= What to work on =
In the comment thread about early Australian women writers, what did Margaret steal while dressed as a young man?

= Text passage =
- - -

Her convict story is incredible too. Like the more well known Mary Reibey, she stole a horse while dressed as a young man, then scaled the wall of her first prison to escape, but was rearrested then sentenced to transportation.
There’s a lot more I could say about Margaret including how she became literate in the first place and who she wrote her letters to from the colony, so if readers would like to learn more of her remarkable life I’d recommend chasing up the biography of Margaret.
Thank you Denise, for that extra information. I’m certainly inspired to read more. Is there a modern biography?
Great post Bill as Denise said, and a good resource for researchers who come our way. Interesting point about colonial women writers being, generally, more understanding about the implications of our presence for First Nations people.
I know it’s a generalisation but you see it over and over, women describing Aboriginal life and people, men describing them as a malevolent enemy.
This is one of those posts which, at first glance, appears to be little more than a simple list, but it’s evident just how much thought and research and attention-to-detail is required, just to assemble and organize and structure, let alone locate all the links to external sites and reviews and musings (some are yours, but many are not) and create a throughline. I’m sure there are many students, and AusLit enthusiasts who’ll find much food for thought (and titles for TBRs) here.
We here at AWWC write every week about early Australian women. A list makes it easier to get an overview. I hope one or two of these authors make it on to your TBR.

- - -

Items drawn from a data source
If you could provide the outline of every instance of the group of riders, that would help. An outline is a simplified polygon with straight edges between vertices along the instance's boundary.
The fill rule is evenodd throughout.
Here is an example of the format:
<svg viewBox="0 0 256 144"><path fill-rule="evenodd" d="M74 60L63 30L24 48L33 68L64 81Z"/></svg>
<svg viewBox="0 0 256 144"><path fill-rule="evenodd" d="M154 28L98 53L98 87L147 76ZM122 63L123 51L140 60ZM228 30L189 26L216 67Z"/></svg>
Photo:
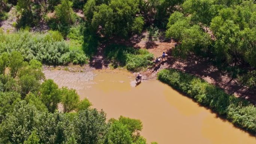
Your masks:
<svg viewBox="0 0 256 144"><path fill-rule="evenodd" d="M156 67L160 64L162 61L164 59L166 59L168 56L168 55L165 53L164 52L162 56L160 56L159 57L156 57L156 59L154 61L154 63L155 64L154 66ZM138 75L136 77L136 82L137 83L138 83L139 81L141 81L142 78L142 75L140 74L139 73L138 73L137 74Z"/></svg>

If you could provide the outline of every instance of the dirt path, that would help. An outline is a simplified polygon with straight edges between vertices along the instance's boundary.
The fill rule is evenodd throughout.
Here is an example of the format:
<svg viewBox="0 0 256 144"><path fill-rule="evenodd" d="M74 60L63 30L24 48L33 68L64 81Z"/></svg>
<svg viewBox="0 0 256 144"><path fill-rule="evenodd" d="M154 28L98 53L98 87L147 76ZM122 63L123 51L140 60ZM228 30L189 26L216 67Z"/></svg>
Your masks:
<svg viewBox="0 0 256 144"><path fill-rule="evenodd" d="M16 28L13 25L14 22L16 22L17 21L16 10L15 7L12 7L8 15L9 17L7 20L0 21L0 26L4 32L9 31L10 33L12 33L16 30Z"/></svg>
<svg viewBox="0 0 256 144"><path fill-rule="evenodd" d="M149 45L146 40L141 39L135 45L135 47L147 49L156 57L161 55L163 52L167 52L170 56L167 60L162 61L158 67L142 72L142 74L146 75L149 78L155 78L157 73L161 70L168 68L175 68L199 77L223 89L229 94L248 99L256 103L255 92L246 91L246 88L240 87L237 80L232 79L227 73L211 64L210 61L207 59L192 55L189 56L185 60L174 58L171 56L171 51L174 44L173 40L167 42L158 41L151 42Z"/></svg>

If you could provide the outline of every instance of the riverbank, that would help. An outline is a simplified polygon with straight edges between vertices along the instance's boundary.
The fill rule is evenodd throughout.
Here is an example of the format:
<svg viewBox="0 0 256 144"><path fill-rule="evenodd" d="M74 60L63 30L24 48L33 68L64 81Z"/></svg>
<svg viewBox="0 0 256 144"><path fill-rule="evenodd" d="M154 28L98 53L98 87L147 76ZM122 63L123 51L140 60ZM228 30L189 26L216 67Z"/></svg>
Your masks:
<svg viewBox="0 0 256 144"><path fill-rule="evenodd" d="M140 132L148 143L253 144L255 137L195 102L167 85L143 80L136 85L135 76L127 71L106 69L72 72L45 70L47 79L59 87L77 90L81 99L103 109L108 119L120 115L139 119Z"/></svg>
<svg viewBox="0 0 256 144"><path fill-rule="evenodd" d="M256 134L256 108L249 101L194 76L174 69L161 70L158 79L224 116L237 126Z"/></svg>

- - -

= Task output =
A horse.